# Data supplied start
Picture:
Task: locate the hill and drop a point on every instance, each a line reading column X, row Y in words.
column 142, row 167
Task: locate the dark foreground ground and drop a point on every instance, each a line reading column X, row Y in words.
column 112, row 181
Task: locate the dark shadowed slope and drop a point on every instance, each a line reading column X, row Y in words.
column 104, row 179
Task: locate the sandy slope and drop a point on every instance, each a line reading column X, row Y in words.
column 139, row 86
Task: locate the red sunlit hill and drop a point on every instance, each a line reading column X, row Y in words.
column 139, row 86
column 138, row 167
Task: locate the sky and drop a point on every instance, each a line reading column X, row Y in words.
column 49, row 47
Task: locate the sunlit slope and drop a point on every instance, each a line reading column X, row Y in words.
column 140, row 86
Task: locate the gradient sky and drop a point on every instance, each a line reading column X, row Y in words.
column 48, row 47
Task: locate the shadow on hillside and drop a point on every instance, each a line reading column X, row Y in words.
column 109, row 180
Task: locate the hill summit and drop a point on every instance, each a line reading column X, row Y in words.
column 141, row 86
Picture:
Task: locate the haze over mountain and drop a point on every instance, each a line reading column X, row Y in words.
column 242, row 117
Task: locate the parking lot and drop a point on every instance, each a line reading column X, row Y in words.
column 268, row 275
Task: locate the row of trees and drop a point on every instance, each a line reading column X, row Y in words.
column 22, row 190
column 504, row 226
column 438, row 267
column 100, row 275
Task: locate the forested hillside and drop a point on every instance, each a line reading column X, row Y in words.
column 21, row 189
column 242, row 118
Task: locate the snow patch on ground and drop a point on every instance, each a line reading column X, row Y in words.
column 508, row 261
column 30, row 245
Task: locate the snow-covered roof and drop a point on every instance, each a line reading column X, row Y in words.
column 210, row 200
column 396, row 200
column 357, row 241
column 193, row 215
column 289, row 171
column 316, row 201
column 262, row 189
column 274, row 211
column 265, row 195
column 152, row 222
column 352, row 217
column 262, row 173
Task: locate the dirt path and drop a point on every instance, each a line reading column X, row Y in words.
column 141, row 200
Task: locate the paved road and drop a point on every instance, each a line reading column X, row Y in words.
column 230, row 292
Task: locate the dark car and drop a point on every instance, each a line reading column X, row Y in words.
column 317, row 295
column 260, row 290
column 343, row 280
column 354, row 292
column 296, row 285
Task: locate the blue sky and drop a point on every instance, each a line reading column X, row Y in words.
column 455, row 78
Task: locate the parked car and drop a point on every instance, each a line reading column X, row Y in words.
# Data supplied end
> **Your instructions**
Copy out every one of the records above again, changing each "drop a point" to "place a marker" and leaving everything else the same.

> **Response for this exercise**
Picture:
Task: locate the hill and place a marker on every instance, each a line reading column X, row Y in words.
column 142, row 167
Task: locate the dark foreground ground and place a marker on every instance, each a line reading column X, row Y in words.
column 112, row 181
Task: locate the dark shadowed slope and place a marker on every instance, each a line reading column X, row Y in words.
column 104, row 179
Task: locate the sandy slope and place a marker on every instance, each a line reading column X, row Y in words.
column 139, row 86
Task: locate the red sunlit hill and place a marker on every instance, each a line reading column X, row Y in words.
column 139, row 86
column 138, row 167
Task: locate the sky and place a marker on every instance, each a line reading column X, row Y in words.
column 49, row 47
Task: locate the sunlit slope and place a marker on every instance, each a line reading column X, row Y in words.
column 140, row 86
Task: locate the gradient sky and place a marker on every instance, each a line reading column X, row Y in words.
column 48, row 47
Task: locate the shadow on hillside and place a marker on every instance, each a line reading column X, row Y in words.
column 109, row 180
Task: locate the hill summit and place a marker on every instance, each a line reading column X, row Y in words.
column 141, row 86
Picture:
Task: locate the haze over mountain and place a marker on every instance, each a line reading column X, row Y in words.
column 242, row 117
Task: locate the parking lot and place a marker on every instance, each a line reading column X, row Y in words.
column 268, row 275
Task: locate the row of trees and place a marker on every instance, each a line reading column X, row Y in words.
column 22, row 190
column 504, row 226
column 438, row 267
column 100, row 275
Task: locate the forested hillside and place a marker on every instance, each a line reading column X, row Y in words.
column 21, row 189
column 242, row 118
Task: locate the snow patch on ground and place a marker on every instance, each a line reading column X, row Y in words.
column 508, row 261
column 30, row 245
Task: locate the snow-covered roof and place a marker on every instance, each a line reading column X, row Y in words.
column 210, row 200
column 396, row 200
column 357, row 241
column 193, row 215
column 289, row 171
column 316, row 201
column 262, row 189
column 274, row 211
column 265, row 195
column 152, row 222
column 352, row 217
column 262, row 173
Task: locate the dirt path and place a marker on every instance, each a line reading column X, row Y in words.
column 141, row 200
Task: locate the paved road and place a marker on every instance, each a line reading column X, row Y in words.
column 230, row 292
Task: locate the dark car and place a marker on every instance, each a line reading column X, row Y in words.
column 317, row 295
column 260, row 290
column 343, row 280
column 354, row 292
column 296, row 285
Task: locate the blue sky and place a marker on every instance, each a line reading column X, row Y in words.
column 455, row 78
Task: locate the parked car and place a marker on every instance, each a line reading column X, row Y in words.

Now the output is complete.